▶ **Extracted material**

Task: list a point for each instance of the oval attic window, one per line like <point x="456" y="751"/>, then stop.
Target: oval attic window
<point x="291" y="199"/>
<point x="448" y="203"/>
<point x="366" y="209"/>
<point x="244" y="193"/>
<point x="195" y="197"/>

▶ **Work request**
This calls for repeating all of the records, character for character.

▶ **Reply to the exercise**
Task: list a point for each instance of the oval attic window, one per line like <point x="456" y="751"/>, then stop.
Target: oval attic window
<point x="291" y="199"/>
<point x="448" y="203"/>
<point x="366" y="209"/>
<point x="244" y="193"/>
<point x="195" y="197"/>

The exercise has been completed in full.